Instructions ->
**1.** Decide whether each statement about the comment thread on Apple and China agrees with it. Answer yes or no for each and quote the deciding words.
(a) The writer thinks Apple started manufacturing in China mainly to cut costs.
(b) The writer names Amazon as the only great company built by MBAs that comes to mind.
(c) The writer finds that economies of scale are usually linear.
**2.** In the comment thread on Apple and China, how long ago does the writer say they warned about production engineering?
**3.** Please go on with the comment thread on Apple and China, starting after its last sentence.

Extracted text ->
------------------------------------------------------------------------

Interesting. I’m trying to recall the last time a financier pointed a gun at us and told us to sell our stock certificates, or either our signatures or our brains would be on the purchase and sale agreement………. That recollection seems to escape me at the moment.
And money managers are not telling Apple to manufacture in China. Apple is.
I don’t know what the experience of others has been but mine has been that economies of scale are almost never linear or exponential and much more commonly logistic.
Apple is an interesting case, Drew. IMO the evidence supports the view that Apple began manufacturing in China not to obtain economies but to gain access to the Chinese market. I’ve posted on this subject before. Whatever economies Apple is realizing by manufacturing are actually pretty small and may be accounting artifacts, i.e. if you don’t factor in transportation costs, opportunity costs, etc.
Now, of course, Apple has other, better reasons to manufacture in China. Their production engineering is generally considered better than ours at this point which is something I warned about 30 years ago.
As to the balance of your comment, bob, my experience has been that people are strongly predisposed to do what they’ve been trained to do. Engineers engineer. MBAs financialize. It’s something else I was pointing out the risks of 30-40 years ago. The only great company I can think that was built by MBAs is Amazon and it’s sort of a freak. For a decade or so it was a IPO searching for a business model. It sort of oopsed into its present business model which is only tangentially related to the business it started out in.

------------------------------------------------------------------------

Extracted data ->
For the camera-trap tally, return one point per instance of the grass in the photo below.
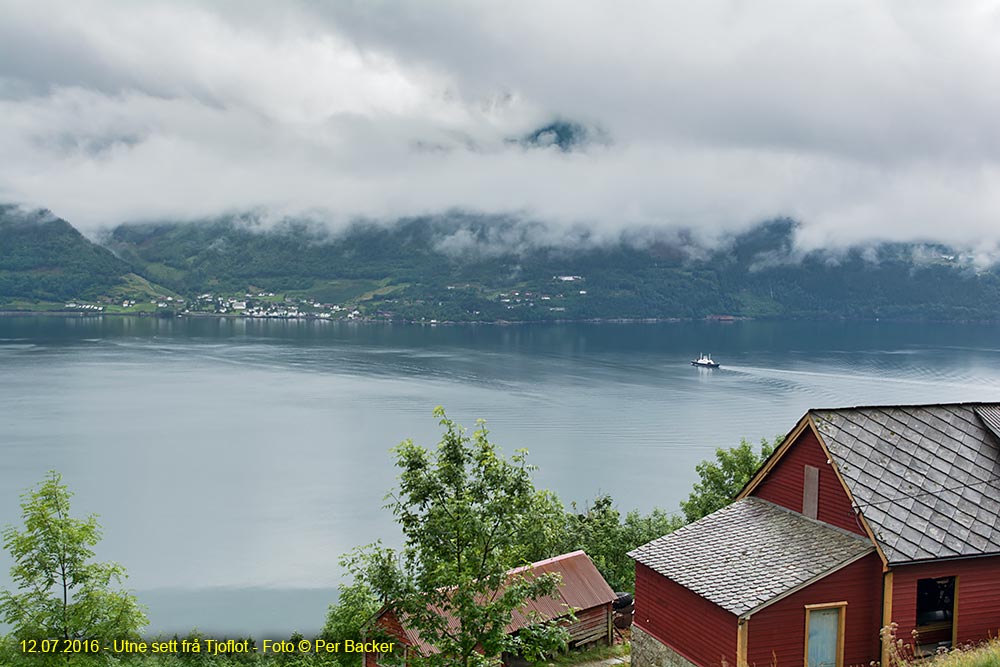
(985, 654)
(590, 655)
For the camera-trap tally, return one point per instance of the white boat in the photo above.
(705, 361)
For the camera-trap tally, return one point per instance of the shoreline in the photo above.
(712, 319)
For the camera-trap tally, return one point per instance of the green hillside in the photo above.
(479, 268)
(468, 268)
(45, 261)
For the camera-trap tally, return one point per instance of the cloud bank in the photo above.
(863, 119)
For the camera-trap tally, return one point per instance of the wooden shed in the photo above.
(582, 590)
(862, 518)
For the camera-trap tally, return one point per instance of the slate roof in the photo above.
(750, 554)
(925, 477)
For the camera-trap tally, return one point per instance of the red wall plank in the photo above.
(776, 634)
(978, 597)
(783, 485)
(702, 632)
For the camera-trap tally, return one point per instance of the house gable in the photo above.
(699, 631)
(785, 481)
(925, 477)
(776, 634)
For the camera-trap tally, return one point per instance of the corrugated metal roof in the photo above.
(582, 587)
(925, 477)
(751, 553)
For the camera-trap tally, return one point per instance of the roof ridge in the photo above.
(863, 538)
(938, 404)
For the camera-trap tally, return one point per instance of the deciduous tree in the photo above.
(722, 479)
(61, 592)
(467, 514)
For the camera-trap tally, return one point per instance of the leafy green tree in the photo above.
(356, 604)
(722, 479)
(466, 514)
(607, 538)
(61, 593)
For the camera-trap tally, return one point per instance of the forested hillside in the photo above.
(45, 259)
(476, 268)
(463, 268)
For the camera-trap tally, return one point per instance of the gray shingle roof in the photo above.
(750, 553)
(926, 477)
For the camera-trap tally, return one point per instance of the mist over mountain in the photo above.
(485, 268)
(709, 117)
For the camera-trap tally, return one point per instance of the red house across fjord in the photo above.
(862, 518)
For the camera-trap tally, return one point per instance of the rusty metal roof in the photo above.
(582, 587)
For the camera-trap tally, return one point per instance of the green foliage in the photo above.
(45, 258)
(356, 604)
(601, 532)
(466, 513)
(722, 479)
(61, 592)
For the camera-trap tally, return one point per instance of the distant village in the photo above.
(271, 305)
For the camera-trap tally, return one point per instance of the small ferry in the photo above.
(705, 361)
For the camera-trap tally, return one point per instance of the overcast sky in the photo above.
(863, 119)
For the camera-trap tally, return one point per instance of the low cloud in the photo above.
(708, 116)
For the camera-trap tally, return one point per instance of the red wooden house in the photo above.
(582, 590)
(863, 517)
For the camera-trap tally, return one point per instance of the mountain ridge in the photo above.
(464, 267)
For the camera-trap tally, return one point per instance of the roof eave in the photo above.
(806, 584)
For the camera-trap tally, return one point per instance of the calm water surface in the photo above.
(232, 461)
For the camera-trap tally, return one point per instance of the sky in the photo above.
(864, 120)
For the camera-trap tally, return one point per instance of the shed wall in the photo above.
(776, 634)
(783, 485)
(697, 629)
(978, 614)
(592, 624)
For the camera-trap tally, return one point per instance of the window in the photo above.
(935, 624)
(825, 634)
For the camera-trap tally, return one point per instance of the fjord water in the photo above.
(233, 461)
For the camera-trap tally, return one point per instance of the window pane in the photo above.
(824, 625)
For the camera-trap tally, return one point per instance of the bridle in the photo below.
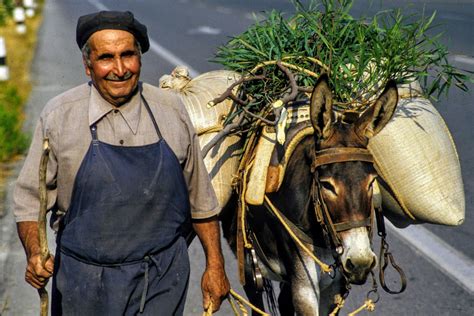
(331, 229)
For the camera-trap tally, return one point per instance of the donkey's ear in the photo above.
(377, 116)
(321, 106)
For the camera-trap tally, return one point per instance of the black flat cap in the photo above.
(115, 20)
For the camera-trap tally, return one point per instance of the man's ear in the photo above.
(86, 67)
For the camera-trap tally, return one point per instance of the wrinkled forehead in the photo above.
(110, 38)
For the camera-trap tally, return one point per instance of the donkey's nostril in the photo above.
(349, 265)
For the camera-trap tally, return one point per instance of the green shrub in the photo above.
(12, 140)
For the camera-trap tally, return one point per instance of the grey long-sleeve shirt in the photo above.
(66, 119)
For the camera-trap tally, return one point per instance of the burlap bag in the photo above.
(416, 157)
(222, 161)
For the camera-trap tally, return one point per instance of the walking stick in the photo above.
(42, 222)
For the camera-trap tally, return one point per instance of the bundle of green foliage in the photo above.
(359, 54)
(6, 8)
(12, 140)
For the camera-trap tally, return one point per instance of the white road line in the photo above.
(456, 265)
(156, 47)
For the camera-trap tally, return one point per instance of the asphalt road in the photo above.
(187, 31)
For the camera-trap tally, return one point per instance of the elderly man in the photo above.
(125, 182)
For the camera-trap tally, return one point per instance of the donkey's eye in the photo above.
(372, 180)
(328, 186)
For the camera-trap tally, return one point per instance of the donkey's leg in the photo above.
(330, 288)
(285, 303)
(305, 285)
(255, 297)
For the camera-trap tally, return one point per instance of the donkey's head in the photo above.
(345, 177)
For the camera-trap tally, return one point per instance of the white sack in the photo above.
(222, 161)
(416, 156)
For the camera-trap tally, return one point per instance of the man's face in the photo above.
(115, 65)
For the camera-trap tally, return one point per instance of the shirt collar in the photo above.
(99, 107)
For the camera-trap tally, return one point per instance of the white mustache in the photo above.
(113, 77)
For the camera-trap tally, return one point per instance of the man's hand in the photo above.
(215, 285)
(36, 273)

------------------------------------------------------------------------

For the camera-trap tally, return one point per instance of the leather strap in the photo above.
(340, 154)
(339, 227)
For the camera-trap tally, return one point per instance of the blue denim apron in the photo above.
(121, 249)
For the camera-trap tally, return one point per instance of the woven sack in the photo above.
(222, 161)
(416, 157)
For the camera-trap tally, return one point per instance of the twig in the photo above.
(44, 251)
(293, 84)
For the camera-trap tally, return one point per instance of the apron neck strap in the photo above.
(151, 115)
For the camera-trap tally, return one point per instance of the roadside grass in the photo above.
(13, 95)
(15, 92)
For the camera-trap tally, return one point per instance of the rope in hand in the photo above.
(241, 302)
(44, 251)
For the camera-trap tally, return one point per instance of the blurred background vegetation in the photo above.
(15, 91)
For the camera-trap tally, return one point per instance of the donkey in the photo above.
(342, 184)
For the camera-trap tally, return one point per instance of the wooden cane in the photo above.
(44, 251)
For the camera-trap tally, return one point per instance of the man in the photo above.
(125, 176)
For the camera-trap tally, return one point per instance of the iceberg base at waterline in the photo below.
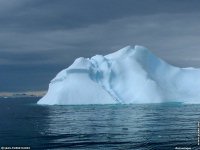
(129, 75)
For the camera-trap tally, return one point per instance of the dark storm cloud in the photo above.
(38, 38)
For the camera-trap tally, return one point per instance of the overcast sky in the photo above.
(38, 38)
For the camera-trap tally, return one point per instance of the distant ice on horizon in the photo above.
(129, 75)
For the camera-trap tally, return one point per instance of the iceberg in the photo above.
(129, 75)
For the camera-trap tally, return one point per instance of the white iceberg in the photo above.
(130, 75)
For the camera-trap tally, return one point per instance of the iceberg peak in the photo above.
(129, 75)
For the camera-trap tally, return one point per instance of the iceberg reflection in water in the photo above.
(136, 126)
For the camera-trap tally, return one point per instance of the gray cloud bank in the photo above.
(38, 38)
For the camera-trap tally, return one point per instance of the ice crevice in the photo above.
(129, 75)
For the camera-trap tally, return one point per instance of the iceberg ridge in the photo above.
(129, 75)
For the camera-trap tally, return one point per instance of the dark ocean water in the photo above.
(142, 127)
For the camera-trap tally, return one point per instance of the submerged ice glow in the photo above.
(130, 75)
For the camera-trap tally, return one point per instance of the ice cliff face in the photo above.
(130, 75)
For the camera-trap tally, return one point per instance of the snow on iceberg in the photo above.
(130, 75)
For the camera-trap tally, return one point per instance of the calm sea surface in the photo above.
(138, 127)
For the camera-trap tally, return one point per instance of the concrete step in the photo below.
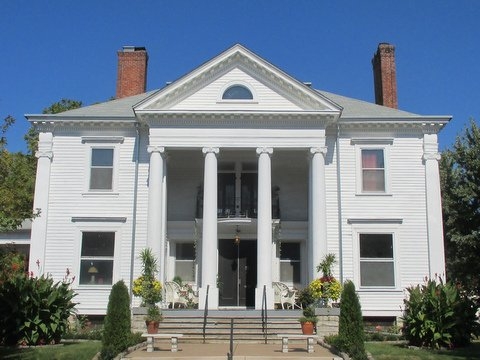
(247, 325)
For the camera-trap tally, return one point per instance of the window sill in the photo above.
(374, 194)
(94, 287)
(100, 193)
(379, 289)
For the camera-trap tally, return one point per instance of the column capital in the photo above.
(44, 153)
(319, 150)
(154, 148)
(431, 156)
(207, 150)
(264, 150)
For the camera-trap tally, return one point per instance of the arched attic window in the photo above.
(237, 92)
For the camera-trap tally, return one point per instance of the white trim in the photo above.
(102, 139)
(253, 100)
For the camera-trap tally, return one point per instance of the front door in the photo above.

------------------------------------------------------------------------

Answers for the tasks ->
**1.**
(a) No: "Apple began manufacturing in China not to obtain economies but to gain access to the Chinese market."
(b) Yes: "The only great company I can think that was built by MBAs is Amazon"
(c) No: "economies of scale are almost never linear or exponential and much more commonly logistic."

**2.** 30 years ago.

**3.**
I don’t honestly believe that Amazon’s experience could be replicated today.
Dave
“IMO the evidence supports the view that Apple began manufacturing in China not to obtain economies but to gain access to the Chinese market.”
Exactly my (more general) point, as well as costs. This is what I’m really saying: Just spewing words like financialization, Wall Street financiers is easy cheap stuff for the bar room crowd. But its nonsense. Finance and manufacturing can coexist in an economy. (must, actually) And to discount finance will render you just as emasculated as discounting manufacturing, as we have done at so great a cost, which is where I suspect BSykes is really going. If memory serves, BS is a civil engineering prof. I inherently have a soft spot. But as I’ve said, I call them like I see them.
And to your comment about engineers engineering and MBA’s financing. Perhaps. But as you know, I was trained (2 degrees in blood and guts engineering) and spent 6 years as a classic process engineer. Cost, quality, productivity. But then on to financing, and then ownership. I realize that’s atypical. But I see all angles. I don’t think very many people really understand what “Wall Street Finance” really means.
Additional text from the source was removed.